[Opening DATA IN THIS EXERCISE section]
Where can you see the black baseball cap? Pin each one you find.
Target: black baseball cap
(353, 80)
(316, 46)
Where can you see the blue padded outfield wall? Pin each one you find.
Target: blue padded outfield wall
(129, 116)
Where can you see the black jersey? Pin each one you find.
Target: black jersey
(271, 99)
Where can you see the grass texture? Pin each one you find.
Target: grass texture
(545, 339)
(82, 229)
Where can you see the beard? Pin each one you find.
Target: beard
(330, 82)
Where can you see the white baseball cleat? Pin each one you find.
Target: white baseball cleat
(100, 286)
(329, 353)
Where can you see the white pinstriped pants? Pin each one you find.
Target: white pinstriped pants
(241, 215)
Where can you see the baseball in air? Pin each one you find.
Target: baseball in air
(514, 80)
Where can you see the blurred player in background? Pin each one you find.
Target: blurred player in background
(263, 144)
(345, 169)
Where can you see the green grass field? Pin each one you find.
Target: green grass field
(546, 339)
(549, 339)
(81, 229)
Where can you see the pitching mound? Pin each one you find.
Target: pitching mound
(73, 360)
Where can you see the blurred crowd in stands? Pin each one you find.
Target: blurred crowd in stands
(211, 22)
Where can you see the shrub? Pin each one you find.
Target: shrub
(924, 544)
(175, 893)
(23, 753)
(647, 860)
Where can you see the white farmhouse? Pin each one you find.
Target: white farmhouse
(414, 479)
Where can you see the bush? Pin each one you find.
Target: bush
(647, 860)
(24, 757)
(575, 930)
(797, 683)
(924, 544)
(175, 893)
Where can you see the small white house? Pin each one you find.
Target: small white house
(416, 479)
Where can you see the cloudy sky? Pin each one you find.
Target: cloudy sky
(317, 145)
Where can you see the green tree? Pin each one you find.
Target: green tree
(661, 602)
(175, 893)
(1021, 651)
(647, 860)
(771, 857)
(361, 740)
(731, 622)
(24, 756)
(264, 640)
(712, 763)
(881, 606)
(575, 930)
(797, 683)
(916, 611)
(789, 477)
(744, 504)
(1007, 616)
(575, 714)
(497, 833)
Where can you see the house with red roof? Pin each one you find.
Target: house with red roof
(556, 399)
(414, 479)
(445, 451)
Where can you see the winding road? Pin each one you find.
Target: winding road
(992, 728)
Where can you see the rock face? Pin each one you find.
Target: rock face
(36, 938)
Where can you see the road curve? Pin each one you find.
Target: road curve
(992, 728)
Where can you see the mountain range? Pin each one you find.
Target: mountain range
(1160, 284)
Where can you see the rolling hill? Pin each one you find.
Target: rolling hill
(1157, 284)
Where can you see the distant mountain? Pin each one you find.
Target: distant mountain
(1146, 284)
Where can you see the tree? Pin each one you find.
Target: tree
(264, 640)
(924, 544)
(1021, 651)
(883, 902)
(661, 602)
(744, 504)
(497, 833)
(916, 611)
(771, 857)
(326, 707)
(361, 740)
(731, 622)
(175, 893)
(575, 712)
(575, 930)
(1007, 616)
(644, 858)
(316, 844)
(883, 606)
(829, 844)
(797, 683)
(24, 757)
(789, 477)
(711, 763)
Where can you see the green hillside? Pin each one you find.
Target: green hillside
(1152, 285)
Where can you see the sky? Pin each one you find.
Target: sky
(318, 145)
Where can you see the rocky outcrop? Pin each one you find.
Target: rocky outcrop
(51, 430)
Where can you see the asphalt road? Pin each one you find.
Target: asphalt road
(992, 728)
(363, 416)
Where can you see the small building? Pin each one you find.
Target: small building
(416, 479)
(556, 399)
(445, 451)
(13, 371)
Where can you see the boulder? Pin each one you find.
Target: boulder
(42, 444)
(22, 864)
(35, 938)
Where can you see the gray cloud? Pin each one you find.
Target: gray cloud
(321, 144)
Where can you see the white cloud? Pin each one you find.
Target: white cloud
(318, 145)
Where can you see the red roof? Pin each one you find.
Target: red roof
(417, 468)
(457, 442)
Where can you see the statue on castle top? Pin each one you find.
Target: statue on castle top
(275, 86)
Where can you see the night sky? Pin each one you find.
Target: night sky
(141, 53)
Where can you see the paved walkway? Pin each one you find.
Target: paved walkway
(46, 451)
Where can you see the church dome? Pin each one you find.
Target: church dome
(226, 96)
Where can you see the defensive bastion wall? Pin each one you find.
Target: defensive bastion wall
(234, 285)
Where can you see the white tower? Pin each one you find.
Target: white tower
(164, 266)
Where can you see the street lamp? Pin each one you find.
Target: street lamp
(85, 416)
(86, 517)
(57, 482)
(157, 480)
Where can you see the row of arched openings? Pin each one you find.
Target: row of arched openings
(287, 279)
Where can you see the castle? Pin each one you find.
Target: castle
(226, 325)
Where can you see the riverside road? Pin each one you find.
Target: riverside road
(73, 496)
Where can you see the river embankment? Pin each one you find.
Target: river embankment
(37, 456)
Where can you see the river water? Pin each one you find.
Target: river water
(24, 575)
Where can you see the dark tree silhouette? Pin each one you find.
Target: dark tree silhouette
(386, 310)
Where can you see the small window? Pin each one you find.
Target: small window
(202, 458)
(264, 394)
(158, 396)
[Closing DATA IN THIS EXERCISE section]
» **YOUR OBJECTIVE**:
Set down, unchanged, only those lines above that fall between the line with "Target: church dome" and the line with "Where can you see the castle?", the two end lines included.

» **RESULT OF THE TASK**:
Target: church dome
(226, 96)
Where can you see the defensive bastion wall? Pin each one you find.
Target: defensive bastion wall
(234, 285)
Where can you see the white tower? Pin each one you find.
Target: white tower
(164, 266)
Where can you see the street lamp? Pin each one you find.
Target: street lamp
(85, 416)
(86, 517)
(57, 482)
(157, 480)
Where can you see the row of arched openings? Pin each one you find.
Target: row of arched openings
(287, 279)
Where can you see the castle? Pin each one you find.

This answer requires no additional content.